What the task requires
Each entry that follows should be written again verbatim.

Dataset content
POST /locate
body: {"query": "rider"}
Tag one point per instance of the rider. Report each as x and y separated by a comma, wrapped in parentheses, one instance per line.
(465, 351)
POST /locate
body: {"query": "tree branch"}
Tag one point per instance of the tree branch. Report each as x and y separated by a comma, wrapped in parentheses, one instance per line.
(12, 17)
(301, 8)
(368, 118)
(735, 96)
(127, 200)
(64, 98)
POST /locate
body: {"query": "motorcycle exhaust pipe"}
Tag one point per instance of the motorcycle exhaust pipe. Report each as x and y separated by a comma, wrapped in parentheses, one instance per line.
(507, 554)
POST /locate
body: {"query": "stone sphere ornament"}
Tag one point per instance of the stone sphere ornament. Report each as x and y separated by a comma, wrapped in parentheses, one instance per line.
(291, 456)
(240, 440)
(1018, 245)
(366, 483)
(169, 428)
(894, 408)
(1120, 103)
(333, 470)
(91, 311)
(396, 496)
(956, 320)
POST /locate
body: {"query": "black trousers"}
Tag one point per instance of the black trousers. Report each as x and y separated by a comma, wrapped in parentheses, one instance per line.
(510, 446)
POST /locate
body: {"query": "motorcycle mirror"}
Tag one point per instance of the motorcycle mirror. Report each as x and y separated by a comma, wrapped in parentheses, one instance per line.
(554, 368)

Response
POST /locate
body: {"query": "rider"}
Tag one point per instance of the rider. Report each as x and y separated by a comma, wrapped in parentheses, one instance per line.
(465, 351)
POST /locate
body: {"query": "tree branch"}
Tag one point per instance of the tree branch. Report each as x and y separated by a comma, wrapped in parentheses, one instance per line.
(12, 17)
(301, 8)
(368, 118)
(735, 96)
(127, 200)
(64, 98)
POST /locate
body: {"query": "motorcycle exhaust pipe"}
Tag one point per instance of the motorcycle exhaust pipe. Report each as x and y separated by a comma, wrapped in parentheses, one instance per line.
(507, 554)
POST /locate
body: {"query": "stone sphere ornament"}
Tag one point per instance of the stone sphere ornament. Report each as x and y separated by a comma, wrapped in parentheses, one instance per line.
(291, 456)
(240, 440)
(1018, 245)
(366, 483)
(169, 428)
(894, 408)
(1120, 103)
(333, 470)
(91, 311)
(396, 496)
(956, 320)
POST /locate
body: {"query": "black trousers"}
Tag one point per instance of the black trousers. Report each as x and y separated by a comma, wrapped in parentheses, one instance per line.
(510, 446)
POST /locate
body: {"query": "motorcycle mirror"}
Tag one point per instance of the motorcycle mirror. Report each as x and y separated by a comma, wrapped in parentheses, one instance per line.
(554, 368)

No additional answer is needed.